Listed records:
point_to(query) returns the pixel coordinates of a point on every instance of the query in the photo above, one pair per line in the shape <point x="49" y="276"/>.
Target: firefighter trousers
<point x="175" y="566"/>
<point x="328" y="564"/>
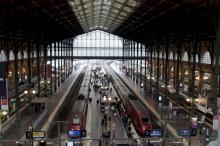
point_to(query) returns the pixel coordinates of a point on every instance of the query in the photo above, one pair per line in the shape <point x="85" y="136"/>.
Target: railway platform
<point x="172" y="121"/>
<point x="38" y="119"/>
<point x="95" y="130"/>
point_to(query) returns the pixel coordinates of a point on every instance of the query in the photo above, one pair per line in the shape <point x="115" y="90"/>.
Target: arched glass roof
<point x="103" y="14"/>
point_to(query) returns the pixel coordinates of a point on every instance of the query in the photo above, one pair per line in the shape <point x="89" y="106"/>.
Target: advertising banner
<point x="48" y="70"/>
<point x="3" y="87"/>
<point x="215" y="122"/>
<point x="3" y="91"/>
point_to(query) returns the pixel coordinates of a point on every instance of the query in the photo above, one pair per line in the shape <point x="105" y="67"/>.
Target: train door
<point x="153" y="142"/>
<point x="174" y="142"/>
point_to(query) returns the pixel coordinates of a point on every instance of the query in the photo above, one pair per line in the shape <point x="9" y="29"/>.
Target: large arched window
<point x="185" y="56"/>
<point x="2" y="56"/>
<point x="206" y="58"/>
<point x="11" y="55"/>
<point x="171" y="56"/>
<point x="97" y="43"/>
<point x="197" y="58"/>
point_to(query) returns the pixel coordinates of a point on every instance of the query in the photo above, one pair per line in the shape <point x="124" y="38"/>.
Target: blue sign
<point x="156" y="133"/>
<point x="3" y="92"/>
<point x="185" y="132"/>
<point x="74" y="133"/>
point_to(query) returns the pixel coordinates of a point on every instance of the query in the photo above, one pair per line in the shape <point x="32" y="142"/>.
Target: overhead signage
<point x="215" y="122"/>
<point x="38" y="134"/>
<point x="74" y="133"/>
<point x="3" y="89"/>
<point x="185" y="132"/>
<point x="156" y="133"/>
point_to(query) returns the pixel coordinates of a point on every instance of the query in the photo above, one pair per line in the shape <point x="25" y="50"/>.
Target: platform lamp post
<point x="30" y="94"/>
<point x="2" y="113"/>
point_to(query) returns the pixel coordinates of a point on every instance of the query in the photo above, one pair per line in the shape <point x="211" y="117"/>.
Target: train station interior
<point x="109" y="73"/>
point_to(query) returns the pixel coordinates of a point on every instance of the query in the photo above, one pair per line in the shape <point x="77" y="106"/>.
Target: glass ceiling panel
<point x="103" y="14"/>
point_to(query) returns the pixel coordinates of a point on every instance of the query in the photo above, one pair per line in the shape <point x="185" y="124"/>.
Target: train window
<point x="76" y="120"/>
<point x="132" y="97"/>
<point x="145" y="121"/>
<point x="81" y="97"/>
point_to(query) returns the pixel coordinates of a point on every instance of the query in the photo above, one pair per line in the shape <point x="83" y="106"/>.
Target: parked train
<point x="79" y="111"/>
<point x="137" y="112"/>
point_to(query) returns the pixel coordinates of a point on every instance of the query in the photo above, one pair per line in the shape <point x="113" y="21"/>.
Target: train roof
<point x="78" y="106"/>
<point x="140" y="107"/>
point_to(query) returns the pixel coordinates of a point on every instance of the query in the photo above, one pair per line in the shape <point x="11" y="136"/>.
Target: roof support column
<point x="38" y="67"/>
<point x="133" y="75"/>
<point x="51" y="77"/>
<point x="215" y="92"/>
<point x="17" y="101"/>
<point x="59" y="69"/>
<point x="61" y="51"/>
<point x="131" y="49"/>
<point x="167" y="70"/>
<point x="141" y="78"/>
<point x="158" y="69"/>
<point x="55" y="66"/>
<point x="29" y="75"/>
<point x="65" y="61"/>
<point x="45" y="69"/>
<point x="178" y="66"/>
<point x="137" y="51"/>
<point x="192" y="93"/>
<point x="151" y="68"/>
<point x="123" y="50"/>
<point x="145" y="65"/>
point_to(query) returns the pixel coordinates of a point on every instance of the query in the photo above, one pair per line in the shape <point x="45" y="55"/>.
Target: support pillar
<point x="17" y="101"/>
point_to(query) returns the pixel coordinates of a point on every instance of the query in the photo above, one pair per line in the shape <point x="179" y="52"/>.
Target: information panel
<point x="38" y="134"/>
<point x="74" y="133"/>
<point x="185" y="132"/>
<point x="156" y="133"/>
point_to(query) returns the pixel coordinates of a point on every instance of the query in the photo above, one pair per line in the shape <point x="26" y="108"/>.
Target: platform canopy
<point x="138" y="20"/>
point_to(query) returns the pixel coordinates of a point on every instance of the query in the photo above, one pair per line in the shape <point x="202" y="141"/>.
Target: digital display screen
<point x="74" y="133"/>
<point x="156" y="133"/>
<point x="185" y="132"/>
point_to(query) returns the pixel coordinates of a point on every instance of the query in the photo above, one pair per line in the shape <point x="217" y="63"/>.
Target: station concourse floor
<point x="153" y="103"/>
<point x="94" y="117"/>
<point x="14" y="134"/>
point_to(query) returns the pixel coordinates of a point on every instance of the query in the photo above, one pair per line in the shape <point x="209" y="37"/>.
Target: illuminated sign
<point x="38" y="134"/>
<point x="185" y="132"/>
<point x="156" y="133"/>
<point x="74" y="133"/>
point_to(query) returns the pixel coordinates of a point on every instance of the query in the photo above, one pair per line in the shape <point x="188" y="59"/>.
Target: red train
<point x="79" y="112"/>
<point x="137" y="112"/>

Try it: Repeat the material above word for word but skip the images.

Your response:
point_to(query) returns the pixel coordinates of a point on every instance of the query in the photo above, one pair per line in the shape <point x="49" y="276"/>.
Target: firefighter trousers
<point x="175" y="566"/>
<point x="328" y="564"/>
point_to(query) returns the pixel coordinates of a point on every instance of the query in the photo above, one pair per line in the shape <point x="85" y="136"/>.
Target: railway platform
<point x="172" y="121"/>
<point x="38" y="119"/>
<point x="95" y="130"/>
point_to(query) returns the pixel coordinates of a point on every instance of the query in the photo above, one pair per line in the shape <point x="115" y="90"/>.
Target: arched glass roof
<point x="103" y="14"/>
point_to(query) returns the pixel coordinates of a point on every instance of the query in the photo above, one pair per line in the shape <point x="89" y="106"/>.
Target: advertising banner
<point x="48" y="70"/>
<point x="3" y="87"/>
<point x="215" y="122"/>
<point x="3" y="91"/>
point_to(query) returns the pixel coordinates of a point on every instance of the query in the photo above, one pair per line in the shape <point x="105" y="67"/>.
Target: train door
<point x="153" y="142"/>
<point x="174" y="142"/>
point_to(query) returns the pixel coordinates of a point on every instance of the query in the photo above, one pair per line in the shape <point x="9" y="29"/>.
Target: large arched window
<point x="185" y="56"/>
<point x="2" y="56"/>
<point x="206" y="58"/>
<point x="11" y="55"/>
<point x="171" y="56"/>
<point x="97" y="43"/>
<point x="197" y="58"/>
point_to(query) returns the pixel coordinates of a point on every instance of the query in the photo above, one pair per line in the shape <point x="124" y="38"/>.
Target: blue sign
<point x="156" y="133"/>
<point x="3" y="92"/>
<point x="185" y="132"/>
<point x="74" y="133"/>
point_to(query) returns the pixel coordinates of a point on every instance of the query in the photo above, one pair per line in the shape <point x="32" y="142"/>.
Target: overhead signage
<point x="215" y="122"/>
<point x="38" y="134"/>
<point x="74" y="133"/>
<point x="3" y="89"/>
<point x="185" y="132"/>
<point x="156" y="133"/>
point_to(query) returns the pixel coordinates of a point on every instance of the query in the photo above, one pair per line in the shape <point x="25" y="50"/>.
Target: platform lamp post
<point x="30" y="94"/>
<point x="2" y="113"/>
point_to(query) returns the pixel coordinates of a point on every instance of the query in the photo above, one pair per line in the shape <point x="211" y="117"/>.
Target: train station interior
<point x="109" y="73"/>
point_to(query) returns the pixel coordinates of a point on every instance of the query in the photo above, one pair per line in the shape <point x="77" y="106"/>.
Target: glass ceiling panel
<point x="103" y="14"/>
point_to(query) returns the pixel coordinates of a point on every instance of the query in the photo above, one pair per line in the shape <point x="185" y="124"/>.
Target: train window
<point x="76" y="120"/>
<point x="132" y="97"/>
<point x="145" y="121"/>
<point x="81" y="97"/>
point_to(query) returns the pixel coordinates of a point on every instance of the query in the photo above, one pair per line in the shape <point x="83" y="106"/>.
Target: parked train
<point x="79" y="111"/>
<point x="137" y="112"/>
point_to(query) returns the pixel coordinates of a point on every instance of the query in the photo above, one pair per line in the shape <point x="113" y="21"/>.
Target: train roof
<point x="78" y="106"/>
<point x="140" y="107"/>
point_to(query) returns the pixel coordinates of a point on every instance of the query in the photo above, one pair per line in the shape <point x="11" y="136"/>.
Target: roof support column
<point x="38" y="67"/>
<point x="133" y="75"/>
<point x="51" y="77"/>
<point x="215" y="92"/>
<point x="17" y="101"/>
<point x="59" y="69"/>
<point x="61" y="51"/>
<point x="131" y="49"/>
<point x="167" y="70"/>
<point x="141" y="78"/>
<point x="158" y="69"/>
<point x="55" y="66"/>
<point x="29" y="75"/>
<point x="65" y="61"/>
<point x="45" y="69"/>
<point x="178" y="66"/>
<point x="137" y="51"/>
<point x="192" y="93"/>
<point x="151" y="68"/>
<point x="123" y="50"/>
<point x="145" y="65"/>
point_to(query) returns the pixel coordinates of a point on every instance of the query in the photo above, one pair per line in the shape <point x="45" y="55"/>.
Target: support pillar
<point x="17" y="101"/>
point_to(query) returns the pixel coordinates of a point on every instance of the query in the photo above, one pair per line in the shape <point x="179" y="52"/>.
Target: information panel
<point x="38" y="134"/>
<point x="74" y="133"/>
<point x="185" y="132"/>
<point x="156" y="133"/>
point_to(query) returns the pixel coordinates of a point on every instance of the query in the photo above, one pair per line in the shape <point x="26" y="108"/>.
Target: platform canopy
<point x="138" y="20"/>
point_to(query) returns the pixel coordinates of a point on every instance of the query in the photo above, one pair per line in the shape <point x="202" y="141"/>.
Target: digital display screen
<point x="74" y="133"/>
<point x="156" y="133"/>
<point x="185" y="132"/>
point_to(query) returns the pixel coordinates of a point on every instance of the query in the photo above, one pair per line in the shape <point x="217" y="63"/>.
Target: station concourse floor
<point x="153" y="103"/>
<point x="94" y="117"/>
<point x="14" y="134"/>
point_to(query) returns the pixel coordinates of a point on every instance of the query in the photo above, one pair per line in the shape <point x="209" y="37"/>.
Target: illuminated sign
<point x="38" y="134"/>
<point x="185" y="132"/>
<point x="156" y="133"/>
<point x="74" y="133"/>
point_to(query) returns the pixel coordinates of a point on every instance of the query in the photo above, one pair per line in the shape <point x="188" y="59"/>.
Target: red train
<point x="79" y="112"/>
<point x="137" y="112"/>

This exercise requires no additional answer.